From first line to last, output the records below exactly.

Start of Records to use

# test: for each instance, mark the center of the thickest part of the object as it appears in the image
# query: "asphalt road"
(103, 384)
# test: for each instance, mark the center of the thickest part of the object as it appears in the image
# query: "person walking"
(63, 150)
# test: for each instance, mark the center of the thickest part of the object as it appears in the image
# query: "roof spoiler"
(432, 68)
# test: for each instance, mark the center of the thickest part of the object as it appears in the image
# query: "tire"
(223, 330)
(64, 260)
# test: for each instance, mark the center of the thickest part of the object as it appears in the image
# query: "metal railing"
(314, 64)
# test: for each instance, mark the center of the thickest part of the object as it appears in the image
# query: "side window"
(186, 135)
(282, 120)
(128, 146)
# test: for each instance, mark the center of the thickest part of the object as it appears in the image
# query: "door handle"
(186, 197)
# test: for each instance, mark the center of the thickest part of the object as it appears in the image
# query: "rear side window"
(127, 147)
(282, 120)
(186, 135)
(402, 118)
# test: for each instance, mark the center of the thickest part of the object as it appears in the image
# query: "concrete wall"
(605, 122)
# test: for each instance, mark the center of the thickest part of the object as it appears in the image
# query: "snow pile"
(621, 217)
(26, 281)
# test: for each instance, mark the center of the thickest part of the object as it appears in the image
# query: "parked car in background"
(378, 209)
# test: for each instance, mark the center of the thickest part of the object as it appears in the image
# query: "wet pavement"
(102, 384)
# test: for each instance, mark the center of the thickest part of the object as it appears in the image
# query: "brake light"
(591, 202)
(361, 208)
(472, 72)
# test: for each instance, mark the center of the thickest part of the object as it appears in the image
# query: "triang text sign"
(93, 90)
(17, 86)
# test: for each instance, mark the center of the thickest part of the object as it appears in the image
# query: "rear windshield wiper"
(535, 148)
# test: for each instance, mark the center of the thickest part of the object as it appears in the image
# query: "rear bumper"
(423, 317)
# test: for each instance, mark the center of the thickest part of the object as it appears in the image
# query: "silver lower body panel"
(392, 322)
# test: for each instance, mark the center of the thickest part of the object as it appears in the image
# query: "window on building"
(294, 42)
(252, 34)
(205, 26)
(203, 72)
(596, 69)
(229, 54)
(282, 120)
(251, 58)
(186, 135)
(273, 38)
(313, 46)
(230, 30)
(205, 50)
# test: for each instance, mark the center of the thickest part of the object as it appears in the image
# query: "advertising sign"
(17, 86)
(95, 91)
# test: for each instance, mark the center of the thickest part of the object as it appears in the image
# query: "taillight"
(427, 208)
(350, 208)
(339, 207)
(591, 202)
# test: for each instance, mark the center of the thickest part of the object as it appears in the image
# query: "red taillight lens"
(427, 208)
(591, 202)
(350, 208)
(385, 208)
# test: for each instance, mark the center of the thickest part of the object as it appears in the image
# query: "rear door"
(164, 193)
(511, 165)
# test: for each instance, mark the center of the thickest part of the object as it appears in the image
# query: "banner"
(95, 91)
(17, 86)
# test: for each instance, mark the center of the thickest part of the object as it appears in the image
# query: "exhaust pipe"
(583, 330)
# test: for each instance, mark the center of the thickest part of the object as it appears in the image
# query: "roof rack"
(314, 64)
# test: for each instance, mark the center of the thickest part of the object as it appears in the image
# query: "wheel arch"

End of Records to use

### Response to this task
# test: for each instance, mark the center of the thickest part of the object as it appears in the image
# query: "asphalt road"
(103, 384)
# test: for each instance, mark the center of the thickest part of the object as it appears in the image
# query: "person walking"
(63, 150)
# test: for each instance, mark the center of the thickest part of the object as it appears in the image
# query: "roof spoiler"
(432, 68)
# test: for each instance, mark the center of the thickest part of the object as it appears in the image
# query: "tire"
(223, 330)
(64, 260)
# test: for each instance, mark the center of the thickest part of the object as it appears in the image
# query: "metal railing"
(314, 64)
# test: for each instance, mark the center of the thickest part of the object as it appears in the image
# query: "side window"
(186, 135)
(282, 120)
(128, 146)
# test: for each instance, mark the center of the thickest part of the object as it appears in the image
# query: "door handle"
(186, 197)
# test: for each instance, mark the center of the thickest part of the object as it appears in the image
# query: "rear side window"
(127, 147)
(282, 120)
(186, 135)
(402, 118)
# test: for each instance, mark the center of the thickest part of the object as it appears in the image
# query: "concrete wall"
(605, 122)
# test: for each instance, mark the center of the thickest part of the object as it appears in the image
# query: "snow pile"
(621, 217)
(26, 281)
# test: for each instance, mark the center of the thickest part of the object as it appears in the image
# query: "parked car in background"
(378, 209)
# test: for each instance, mark the center of the thickest part of the object as it appears in the image
# query: "wet pavement"
(102, 384)
# test: for each instance, mark the center of the thickest part of the object as it appears in the image
# query: "brake light"
(591, 202)
(361, 208)
(472, 72)
# test: for each instance, mark the center of the thickest part of the object as it appears in the image
# query: "triang text sign"
(93, 90)
(17, 86)
# test: for each instance, mark the center of the thickest part of the object as it appears in the image
# query: "rear windshield wiper"
(535, 148)
# test: for each instance, mark the center of the thickest part of the object as it appears in the image
# query: "rear bumper"
(423, 317)
# test: for each instance, mark the center of the thickest part of the object as it appears in the image
# query: "silver lower body panel"
(392, 322)
# test: for each instance, mark the center of the thickest part of the object as it appears in the image
# query: "window on building"
(294, 42)
(252, 34)
(205, 26)
(203, 72)
(596, 69)
(229, 54)
(282, 120)
(251, 58)
(186, 135)
(273, 38)
(313, 46)
(230, 30)
(205, 50)
# test: for each instance, mark the center of the thickest part of the object as it appears in the image
# query: "advertising sign"
(17, 86)
(95, 91)
# test: for each instance, mark the center of the thickest part of the object as it appears in the image
# query: "taillight"
(427, 208)
(350, 208)
(339, 207)
(591, 202)
# test: for each instance, mark the center of the thickest part of the object as it appears in the image
# query: "red taillight lens"
(427, 208)
(591, 202)
(350, 208)
(385, 208)
# test: for each instance, mark the center of the thickest part of the object as it appears in the image
# query: "rear door"
(164, 193)
(511, 165)
# test: for each instance, mark the center of the thickest part of the object as it appears in the image
# query: "banner"
(95, 91)
(17, 86)
# test: for each instance, mark the center of the thickest part of the object as it appears in the image
# query: "exhaust pipe"
(583, 330)
# test: for each instance, mark the center of the thickest part of the object as it appears in the image
# query: "roof rack"
(314, 64)
# test: for each instance, mark the center of the thickest part of the object as it appears in the image
# query: "wheel arch"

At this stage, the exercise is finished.